*ENTRIES SHOWN*:
====

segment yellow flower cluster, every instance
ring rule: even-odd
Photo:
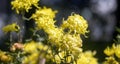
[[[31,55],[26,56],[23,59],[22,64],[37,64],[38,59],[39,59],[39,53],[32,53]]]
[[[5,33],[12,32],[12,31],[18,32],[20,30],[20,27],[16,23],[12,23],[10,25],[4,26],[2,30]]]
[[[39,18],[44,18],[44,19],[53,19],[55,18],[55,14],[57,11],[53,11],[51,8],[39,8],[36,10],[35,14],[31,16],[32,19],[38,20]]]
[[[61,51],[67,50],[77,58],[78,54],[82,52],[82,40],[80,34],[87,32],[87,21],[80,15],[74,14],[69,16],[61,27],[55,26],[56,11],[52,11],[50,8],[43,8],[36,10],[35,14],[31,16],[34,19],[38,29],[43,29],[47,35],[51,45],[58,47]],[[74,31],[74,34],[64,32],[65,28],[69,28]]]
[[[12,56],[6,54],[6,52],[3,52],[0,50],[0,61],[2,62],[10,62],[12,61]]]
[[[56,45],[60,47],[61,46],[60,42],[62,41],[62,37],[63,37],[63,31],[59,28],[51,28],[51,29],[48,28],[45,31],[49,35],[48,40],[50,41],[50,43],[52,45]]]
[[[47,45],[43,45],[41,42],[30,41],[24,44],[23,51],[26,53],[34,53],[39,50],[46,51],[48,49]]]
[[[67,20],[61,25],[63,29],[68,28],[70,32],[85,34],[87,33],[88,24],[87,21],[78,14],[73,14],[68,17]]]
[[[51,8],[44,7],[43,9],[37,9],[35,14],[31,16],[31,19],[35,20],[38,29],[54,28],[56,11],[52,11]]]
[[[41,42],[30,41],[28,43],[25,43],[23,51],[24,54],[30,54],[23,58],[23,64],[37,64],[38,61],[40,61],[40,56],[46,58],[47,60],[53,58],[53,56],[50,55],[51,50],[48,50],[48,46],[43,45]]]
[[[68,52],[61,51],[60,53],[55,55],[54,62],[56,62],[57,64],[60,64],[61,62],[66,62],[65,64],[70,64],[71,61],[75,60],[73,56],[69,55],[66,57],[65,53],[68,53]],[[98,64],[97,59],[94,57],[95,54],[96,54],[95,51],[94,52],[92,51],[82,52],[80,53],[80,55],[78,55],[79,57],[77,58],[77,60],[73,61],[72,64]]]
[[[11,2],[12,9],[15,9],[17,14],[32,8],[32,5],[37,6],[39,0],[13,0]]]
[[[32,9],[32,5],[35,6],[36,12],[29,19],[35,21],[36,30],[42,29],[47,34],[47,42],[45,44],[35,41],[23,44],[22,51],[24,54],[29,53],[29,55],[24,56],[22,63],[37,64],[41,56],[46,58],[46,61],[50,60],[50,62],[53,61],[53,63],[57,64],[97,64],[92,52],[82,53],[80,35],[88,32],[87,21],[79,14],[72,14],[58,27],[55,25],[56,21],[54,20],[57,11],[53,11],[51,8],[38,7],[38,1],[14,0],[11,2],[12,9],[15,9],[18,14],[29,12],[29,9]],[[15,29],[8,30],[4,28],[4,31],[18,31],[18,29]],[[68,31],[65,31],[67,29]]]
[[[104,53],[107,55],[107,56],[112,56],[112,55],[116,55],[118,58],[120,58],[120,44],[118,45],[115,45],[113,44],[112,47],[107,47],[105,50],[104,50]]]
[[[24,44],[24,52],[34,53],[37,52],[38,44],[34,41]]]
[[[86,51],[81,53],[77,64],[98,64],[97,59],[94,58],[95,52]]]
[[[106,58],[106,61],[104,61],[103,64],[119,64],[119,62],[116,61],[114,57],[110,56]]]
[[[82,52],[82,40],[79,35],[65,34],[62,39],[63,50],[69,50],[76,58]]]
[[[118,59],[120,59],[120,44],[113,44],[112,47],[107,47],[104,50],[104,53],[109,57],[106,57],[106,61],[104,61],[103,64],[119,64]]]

====

*WORK INSTRUCTIONS*:
Apart from the pictures, the entries above are to be repeated in full and exactly.

*RESULT BELOW*:
segment yellow flower cluster, every instance
ring rule: even-odd
Photo:
[[[31,55],[26,56],[23,59],[22,64],[37,64],[38,59],[39,59],[39,53],[32,53]]]
[[[5,33],[12,32],[12,31],[18,32],[20,30],[20,27],[16,23],[12,23],[10,25],[4,26],[2,30]]]
[[[39,18],[44,18],[44,19],[53,19],[55,18],[55,14],[57,11],[53,11],[51,8],[39,8],[36,10],[35,14],[31,16],[32,19],[38,20]]]
[[[61,51],[67,50],[77,58],[78,54],[82,52],[82,40],[80,34],[87,32],[87,21],[80,15],[74,14],[69,16],[61,27],[55,26],[56,11],[52,11],[50,8],[43,8],[36,10],[35,14],[31,16],[34,19],[38,29],[43,29],[47,35],[51,45],[58,47]],[[74,31],[74,34],[64,32],[65,28],[69,28]]]
[[[12,56],[6,54],[6,52],[3,52],[0,50],[0,61],[2,62],[10,62],[12,61]]]
[[[56,45],[60,47],[61,46],[60,42],[62,41],[62,37],[63,37],[63,31],[59,28],[51,28],[51,29],[48,28],[45,31],[49,35],[48,40],[50,41],[50,43],[52,45]]]
[[[47,45],[43,45],[41,42],[30,41],[24,44],[23,51],[26,53],[34,53],[39,50],[46,51],[48,49]]]
[[[67,20],[61,25],[63,29],[68,28],[70,32],[85,34],[87,33],[88,24],[87,21],[78,14],[73,14],[68,17]]]
[[[51,8],[44,7],[43,9],[37,9],[35,14],[31,16],[31,19],[35,20],[38,29],[54,28],[56,11],[52,11]]]
[[[41,42],[30,41],[28,43],[25,43],[23,51],[24,54],[30,54],[23,58],[23,64],[37,64],[38,61],[40,61],[40,56],[46,58],[47,60],[53,58],[53,56],[50,55],[51,50],[48,50],[48,46],[43,45]]]
[[[68,52],[61,51],[60,53],[55,55],[54,62],[56,62],[57,64],[60,64],[61,62],[66,62],[65,64],[70,64],[71,61],[75,60],[73,56],[69,55],[66,57],[65,53],[68,53]],[[98,64],[97,59],[94,57],[95,54],[96,54],[95,51],[94,52],[92,51],[82,52],[80,53],[80,55],[78,55],[79,57],[77,58],[77,60],[73,61],[72,64]]]
[[[11,2],[12,9],[15,9],[17,14],[32,8],[32,5],[37,6],[39,0],[13,0]]]
[[[32,9],[32,5],[35,6],[36,12],[29,19],[35,21],[36,30],[42,29],[47,34],[47,42],[45,44],[35,41],[23,44],[22,51],[24,54],[29,53],[29,55],[24,56],[22,63],[37,64],[41,56],[46,58],[46,61],[50,60],[50,62],[53,61],[53,63],[57,64],[97,64],[92,52],[82,53],[80,35],[88,32],[87,21],[79,14],[72,14],[58,27],[55,25],[56,21],[54,20],[57,11],[53,11],[51,8],[38,7],[38,1],[14,0],[11,2],[12,9],[15,9],[18,14],[29,12],[29,9]],[[15,29],[8,30],[4,28],[4,31],[18,31],[18,29]],[[68,31],[65,31],[67,29]]]
[[[104,53],[107,55],[107,56],[112,56],[112,55],[116,55],[118,58],[120,58],[120,44],[118,45],[115,45],[113,44],[112,47],[107,47],[105,50],[104,50]]]
[[[24,44],[24,52],[34,53],[37,52],[38,44],[34,41]]]
[[[86,51],[81,53],[77,64],[98,64],[97,59],[94,58],[95,52]]]
[[[106,58],[106,61],[104,61],[103,64],[119,64],[119,62],[116,61],[114,57],[110,56]]]
[[[82,52],[82,40],[79,35],[65,34],[62,39],[63,50],[69,50],[76,58]]]
[[[118,59],[120,59],[120,44],[113,44],[112,47],[107,47],[104,50],[104,53],[109,57],[106,57],[106,61],[104,61],[103,64],[119,64]]]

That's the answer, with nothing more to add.